+++ Provided entries
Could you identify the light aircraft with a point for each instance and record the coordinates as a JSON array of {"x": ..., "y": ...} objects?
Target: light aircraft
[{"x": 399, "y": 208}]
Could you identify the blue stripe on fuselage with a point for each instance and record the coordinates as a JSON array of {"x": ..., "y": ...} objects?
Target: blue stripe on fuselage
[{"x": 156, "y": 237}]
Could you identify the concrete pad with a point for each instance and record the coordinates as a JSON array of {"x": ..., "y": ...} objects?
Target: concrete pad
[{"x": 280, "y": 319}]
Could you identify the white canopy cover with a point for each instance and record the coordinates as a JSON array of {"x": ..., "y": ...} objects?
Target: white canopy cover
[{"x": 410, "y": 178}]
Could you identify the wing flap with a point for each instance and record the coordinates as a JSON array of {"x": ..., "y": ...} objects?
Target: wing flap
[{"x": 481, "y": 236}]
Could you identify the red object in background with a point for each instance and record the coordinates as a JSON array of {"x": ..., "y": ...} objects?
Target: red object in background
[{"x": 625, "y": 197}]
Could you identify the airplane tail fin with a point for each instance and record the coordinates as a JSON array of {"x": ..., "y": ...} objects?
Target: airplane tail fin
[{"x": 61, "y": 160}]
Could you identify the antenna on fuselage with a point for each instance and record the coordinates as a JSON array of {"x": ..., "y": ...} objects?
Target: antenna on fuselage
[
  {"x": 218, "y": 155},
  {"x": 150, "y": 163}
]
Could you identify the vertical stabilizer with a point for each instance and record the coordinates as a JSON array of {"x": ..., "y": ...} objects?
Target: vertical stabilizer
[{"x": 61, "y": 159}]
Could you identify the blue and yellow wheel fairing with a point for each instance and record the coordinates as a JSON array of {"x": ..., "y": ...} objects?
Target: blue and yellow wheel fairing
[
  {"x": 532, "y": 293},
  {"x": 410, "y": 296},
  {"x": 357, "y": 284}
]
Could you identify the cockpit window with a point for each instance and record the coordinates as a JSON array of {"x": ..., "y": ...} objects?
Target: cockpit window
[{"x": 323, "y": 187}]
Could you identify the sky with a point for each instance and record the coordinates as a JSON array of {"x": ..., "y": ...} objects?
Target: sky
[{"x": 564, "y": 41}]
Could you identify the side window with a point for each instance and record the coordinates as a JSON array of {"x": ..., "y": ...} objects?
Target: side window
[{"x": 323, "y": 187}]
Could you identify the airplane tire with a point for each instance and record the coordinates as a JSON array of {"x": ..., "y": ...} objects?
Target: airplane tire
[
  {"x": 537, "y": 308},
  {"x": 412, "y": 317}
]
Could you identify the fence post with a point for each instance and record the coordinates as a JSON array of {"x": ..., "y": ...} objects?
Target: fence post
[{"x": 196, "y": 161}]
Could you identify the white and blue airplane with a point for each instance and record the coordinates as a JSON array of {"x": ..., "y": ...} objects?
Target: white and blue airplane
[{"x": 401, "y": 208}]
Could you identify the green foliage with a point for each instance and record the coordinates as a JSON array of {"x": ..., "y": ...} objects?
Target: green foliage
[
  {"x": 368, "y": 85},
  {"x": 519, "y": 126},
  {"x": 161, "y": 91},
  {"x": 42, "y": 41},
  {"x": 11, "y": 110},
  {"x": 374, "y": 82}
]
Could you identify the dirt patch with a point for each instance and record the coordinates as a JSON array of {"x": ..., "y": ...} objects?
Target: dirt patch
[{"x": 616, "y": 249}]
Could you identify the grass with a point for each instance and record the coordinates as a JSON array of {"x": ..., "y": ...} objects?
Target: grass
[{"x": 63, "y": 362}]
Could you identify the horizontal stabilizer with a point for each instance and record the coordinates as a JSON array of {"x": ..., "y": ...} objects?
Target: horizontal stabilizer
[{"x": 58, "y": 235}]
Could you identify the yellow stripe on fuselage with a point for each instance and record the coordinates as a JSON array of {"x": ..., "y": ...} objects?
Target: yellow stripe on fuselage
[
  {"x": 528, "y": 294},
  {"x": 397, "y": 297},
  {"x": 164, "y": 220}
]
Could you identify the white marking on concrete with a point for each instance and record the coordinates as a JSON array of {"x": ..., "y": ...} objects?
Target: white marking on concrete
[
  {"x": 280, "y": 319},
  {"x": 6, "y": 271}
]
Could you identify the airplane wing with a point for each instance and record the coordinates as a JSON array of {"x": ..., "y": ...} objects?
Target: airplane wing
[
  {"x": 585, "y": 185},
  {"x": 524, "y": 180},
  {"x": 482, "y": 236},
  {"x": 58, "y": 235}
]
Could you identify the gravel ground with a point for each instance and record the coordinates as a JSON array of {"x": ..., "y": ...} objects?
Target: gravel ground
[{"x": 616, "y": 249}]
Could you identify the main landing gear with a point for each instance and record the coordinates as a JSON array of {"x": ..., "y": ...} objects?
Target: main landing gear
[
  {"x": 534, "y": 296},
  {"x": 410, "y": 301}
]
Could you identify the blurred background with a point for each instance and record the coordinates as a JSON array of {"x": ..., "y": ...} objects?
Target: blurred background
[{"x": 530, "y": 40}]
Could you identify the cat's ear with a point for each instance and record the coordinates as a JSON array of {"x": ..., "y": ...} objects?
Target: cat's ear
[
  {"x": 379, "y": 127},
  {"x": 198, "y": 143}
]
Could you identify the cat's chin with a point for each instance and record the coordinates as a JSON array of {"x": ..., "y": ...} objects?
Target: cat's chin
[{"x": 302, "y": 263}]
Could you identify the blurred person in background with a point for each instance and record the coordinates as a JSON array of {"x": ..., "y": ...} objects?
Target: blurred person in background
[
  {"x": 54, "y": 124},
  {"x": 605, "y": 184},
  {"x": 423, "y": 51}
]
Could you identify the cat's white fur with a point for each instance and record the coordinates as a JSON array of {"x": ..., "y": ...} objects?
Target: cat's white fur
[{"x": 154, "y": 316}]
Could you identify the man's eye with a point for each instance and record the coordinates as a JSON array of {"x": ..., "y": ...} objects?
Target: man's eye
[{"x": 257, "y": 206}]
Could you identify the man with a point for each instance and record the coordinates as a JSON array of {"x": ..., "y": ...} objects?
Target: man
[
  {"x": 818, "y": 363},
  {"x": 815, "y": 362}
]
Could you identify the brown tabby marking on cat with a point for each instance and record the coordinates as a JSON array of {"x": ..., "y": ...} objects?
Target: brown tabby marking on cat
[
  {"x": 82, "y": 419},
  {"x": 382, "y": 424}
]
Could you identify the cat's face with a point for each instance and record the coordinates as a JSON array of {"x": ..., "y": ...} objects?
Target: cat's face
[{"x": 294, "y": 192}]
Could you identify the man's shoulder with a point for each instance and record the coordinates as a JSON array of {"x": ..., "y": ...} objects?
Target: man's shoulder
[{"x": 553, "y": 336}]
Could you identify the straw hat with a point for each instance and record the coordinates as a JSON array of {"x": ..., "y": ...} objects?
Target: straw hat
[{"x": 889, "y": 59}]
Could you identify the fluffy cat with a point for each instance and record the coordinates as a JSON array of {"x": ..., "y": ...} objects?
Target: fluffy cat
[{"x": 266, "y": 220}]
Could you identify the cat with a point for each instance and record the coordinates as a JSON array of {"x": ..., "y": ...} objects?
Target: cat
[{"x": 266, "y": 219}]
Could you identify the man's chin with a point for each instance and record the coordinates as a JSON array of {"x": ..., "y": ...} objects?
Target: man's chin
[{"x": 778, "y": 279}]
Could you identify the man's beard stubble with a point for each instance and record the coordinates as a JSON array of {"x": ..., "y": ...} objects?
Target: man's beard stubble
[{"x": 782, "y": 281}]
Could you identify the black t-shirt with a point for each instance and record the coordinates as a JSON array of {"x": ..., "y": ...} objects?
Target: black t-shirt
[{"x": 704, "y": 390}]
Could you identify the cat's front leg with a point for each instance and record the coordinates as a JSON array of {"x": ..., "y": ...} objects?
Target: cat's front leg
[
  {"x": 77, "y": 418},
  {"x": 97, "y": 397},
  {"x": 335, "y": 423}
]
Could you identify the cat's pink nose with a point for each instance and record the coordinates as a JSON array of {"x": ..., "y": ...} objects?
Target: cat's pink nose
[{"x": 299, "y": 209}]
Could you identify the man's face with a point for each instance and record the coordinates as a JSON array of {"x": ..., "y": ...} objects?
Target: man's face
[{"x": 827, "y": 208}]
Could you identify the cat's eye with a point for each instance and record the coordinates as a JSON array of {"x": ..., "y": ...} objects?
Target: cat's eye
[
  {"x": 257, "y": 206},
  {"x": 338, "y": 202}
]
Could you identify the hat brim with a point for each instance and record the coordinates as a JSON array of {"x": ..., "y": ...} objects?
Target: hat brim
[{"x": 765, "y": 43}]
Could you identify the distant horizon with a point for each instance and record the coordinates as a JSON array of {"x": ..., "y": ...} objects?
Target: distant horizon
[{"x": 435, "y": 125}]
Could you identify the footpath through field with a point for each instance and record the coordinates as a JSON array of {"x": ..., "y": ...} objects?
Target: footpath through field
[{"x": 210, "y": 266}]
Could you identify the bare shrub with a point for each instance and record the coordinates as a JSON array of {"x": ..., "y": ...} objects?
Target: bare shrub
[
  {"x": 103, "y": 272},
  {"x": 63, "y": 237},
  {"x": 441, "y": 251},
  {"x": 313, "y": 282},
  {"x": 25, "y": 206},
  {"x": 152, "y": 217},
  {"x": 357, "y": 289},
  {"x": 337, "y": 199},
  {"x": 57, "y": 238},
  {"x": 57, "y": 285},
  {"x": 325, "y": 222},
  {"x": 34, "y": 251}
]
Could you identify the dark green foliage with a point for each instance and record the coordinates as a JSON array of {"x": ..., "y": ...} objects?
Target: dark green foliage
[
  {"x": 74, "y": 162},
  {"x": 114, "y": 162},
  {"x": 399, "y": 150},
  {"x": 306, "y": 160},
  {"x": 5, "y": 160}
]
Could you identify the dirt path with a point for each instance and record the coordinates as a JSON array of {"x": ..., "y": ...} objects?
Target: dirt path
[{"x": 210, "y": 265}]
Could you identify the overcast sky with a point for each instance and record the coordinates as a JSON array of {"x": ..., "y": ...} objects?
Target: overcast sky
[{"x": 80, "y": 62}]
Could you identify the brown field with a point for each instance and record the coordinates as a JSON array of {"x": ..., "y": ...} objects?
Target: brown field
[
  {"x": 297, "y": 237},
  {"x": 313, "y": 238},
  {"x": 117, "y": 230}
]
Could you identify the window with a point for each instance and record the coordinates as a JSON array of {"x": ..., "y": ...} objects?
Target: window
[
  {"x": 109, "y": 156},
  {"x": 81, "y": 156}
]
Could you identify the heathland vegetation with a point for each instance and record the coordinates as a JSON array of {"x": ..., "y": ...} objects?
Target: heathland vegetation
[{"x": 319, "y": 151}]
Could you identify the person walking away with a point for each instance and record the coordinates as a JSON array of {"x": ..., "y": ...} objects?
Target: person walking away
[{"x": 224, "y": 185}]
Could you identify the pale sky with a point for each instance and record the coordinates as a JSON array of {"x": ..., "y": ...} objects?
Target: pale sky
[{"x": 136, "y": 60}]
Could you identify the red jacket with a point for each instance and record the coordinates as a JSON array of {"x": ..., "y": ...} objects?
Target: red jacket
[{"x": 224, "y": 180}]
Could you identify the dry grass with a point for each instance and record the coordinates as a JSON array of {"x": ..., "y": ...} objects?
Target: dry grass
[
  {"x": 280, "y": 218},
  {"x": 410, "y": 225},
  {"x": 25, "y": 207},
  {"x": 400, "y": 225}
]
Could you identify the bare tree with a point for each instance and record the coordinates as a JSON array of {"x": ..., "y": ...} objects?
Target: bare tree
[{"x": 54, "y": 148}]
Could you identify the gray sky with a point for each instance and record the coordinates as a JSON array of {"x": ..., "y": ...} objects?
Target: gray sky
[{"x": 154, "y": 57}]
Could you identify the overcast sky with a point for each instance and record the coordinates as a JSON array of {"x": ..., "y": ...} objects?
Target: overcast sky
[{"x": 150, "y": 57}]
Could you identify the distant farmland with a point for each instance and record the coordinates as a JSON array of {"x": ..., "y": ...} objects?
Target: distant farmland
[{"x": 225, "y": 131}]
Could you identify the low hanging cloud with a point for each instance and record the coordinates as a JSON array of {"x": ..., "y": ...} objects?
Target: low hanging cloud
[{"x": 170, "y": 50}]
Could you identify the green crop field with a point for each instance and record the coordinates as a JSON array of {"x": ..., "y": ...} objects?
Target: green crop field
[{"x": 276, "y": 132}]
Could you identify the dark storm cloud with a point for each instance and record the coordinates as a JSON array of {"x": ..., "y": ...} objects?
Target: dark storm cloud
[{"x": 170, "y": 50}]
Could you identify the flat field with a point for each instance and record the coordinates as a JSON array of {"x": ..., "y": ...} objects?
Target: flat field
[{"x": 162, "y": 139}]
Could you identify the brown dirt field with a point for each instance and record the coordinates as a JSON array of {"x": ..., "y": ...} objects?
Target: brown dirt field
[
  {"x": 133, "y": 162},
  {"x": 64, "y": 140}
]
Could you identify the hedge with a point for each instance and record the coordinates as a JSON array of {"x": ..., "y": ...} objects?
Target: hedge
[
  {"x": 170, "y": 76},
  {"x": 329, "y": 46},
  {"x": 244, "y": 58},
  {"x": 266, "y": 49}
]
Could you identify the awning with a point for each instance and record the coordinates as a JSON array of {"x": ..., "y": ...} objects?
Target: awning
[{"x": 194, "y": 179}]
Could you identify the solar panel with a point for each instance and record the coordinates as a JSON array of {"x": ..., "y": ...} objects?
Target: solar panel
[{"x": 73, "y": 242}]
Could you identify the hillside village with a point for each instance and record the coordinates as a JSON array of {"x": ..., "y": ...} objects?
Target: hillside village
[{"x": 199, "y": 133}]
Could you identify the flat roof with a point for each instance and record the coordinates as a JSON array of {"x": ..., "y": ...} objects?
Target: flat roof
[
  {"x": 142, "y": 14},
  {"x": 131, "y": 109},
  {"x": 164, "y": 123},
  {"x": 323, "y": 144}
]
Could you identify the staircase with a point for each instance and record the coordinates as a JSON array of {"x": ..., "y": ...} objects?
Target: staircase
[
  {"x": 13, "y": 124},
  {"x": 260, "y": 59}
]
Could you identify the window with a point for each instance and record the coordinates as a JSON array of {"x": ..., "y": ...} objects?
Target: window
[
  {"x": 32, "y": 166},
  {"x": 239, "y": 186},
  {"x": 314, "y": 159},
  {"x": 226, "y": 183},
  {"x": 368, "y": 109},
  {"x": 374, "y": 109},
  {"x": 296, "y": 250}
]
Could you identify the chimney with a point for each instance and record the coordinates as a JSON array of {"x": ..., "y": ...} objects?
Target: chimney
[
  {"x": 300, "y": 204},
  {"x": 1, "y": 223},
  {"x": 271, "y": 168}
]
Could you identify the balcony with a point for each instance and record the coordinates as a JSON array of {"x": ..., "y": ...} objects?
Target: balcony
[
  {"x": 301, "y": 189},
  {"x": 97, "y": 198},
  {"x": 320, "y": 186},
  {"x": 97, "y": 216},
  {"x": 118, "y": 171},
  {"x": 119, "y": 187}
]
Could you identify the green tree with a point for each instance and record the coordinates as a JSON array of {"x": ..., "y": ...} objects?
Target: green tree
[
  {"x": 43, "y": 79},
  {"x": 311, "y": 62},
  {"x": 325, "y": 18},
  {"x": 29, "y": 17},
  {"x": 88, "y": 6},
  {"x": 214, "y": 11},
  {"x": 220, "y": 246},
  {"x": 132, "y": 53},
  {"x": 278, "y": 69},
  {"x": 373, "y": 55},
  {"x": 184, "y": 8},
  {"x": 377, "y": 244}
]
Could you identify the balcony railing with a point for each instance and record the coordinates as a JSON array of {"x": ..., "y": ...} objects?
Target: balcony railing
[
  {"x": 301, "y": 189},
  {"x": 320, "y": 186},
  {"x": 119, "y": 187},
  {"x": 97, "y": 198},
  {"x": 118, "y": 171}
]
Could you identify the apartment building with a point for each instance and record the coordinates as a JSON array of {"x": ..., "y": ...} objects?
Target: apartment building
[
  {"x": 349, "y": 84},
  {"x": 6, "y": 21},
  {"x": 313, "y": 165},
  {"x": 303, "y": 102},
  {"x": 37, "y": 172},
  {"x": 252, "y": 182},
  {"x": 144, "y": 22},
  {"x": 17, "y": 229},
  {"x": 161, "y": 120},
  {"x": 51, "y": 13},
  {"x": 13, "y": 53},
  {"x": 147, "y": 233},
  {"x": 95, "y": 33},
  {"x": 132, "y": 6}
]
++++++
Reproduce verbatim the lines of the data above, starting at the line that contains "Could you identify the apartment" and ending at the last line of the data, with both of those lines included.

* Solution for this exercise:
Could you identify the apartment building with a point for each instance and record the coordinates as a JSON array of {"x": ..., "y": ...} objects?
Target: apartment building
[
  {"x": 349, "y": 84},
  {"x": 6, "y": 21},
  {"x": 313, "y": 165},
  {"x": 303, "y": 102},
  {"x": 37, "y": 172},
  {"x": 252, "y": 182},
  {"x": 144, "y": 22},
  {"x": 17, "y": 229},
  {"x": 161, "y": 120},
  {"x": 51, "y": 13},
  {"x": 13, "y": 53},
  {"x": 147, "y": 233},
  {"x": 95, "y": 33},
  {"x": 132, "y": 6}
]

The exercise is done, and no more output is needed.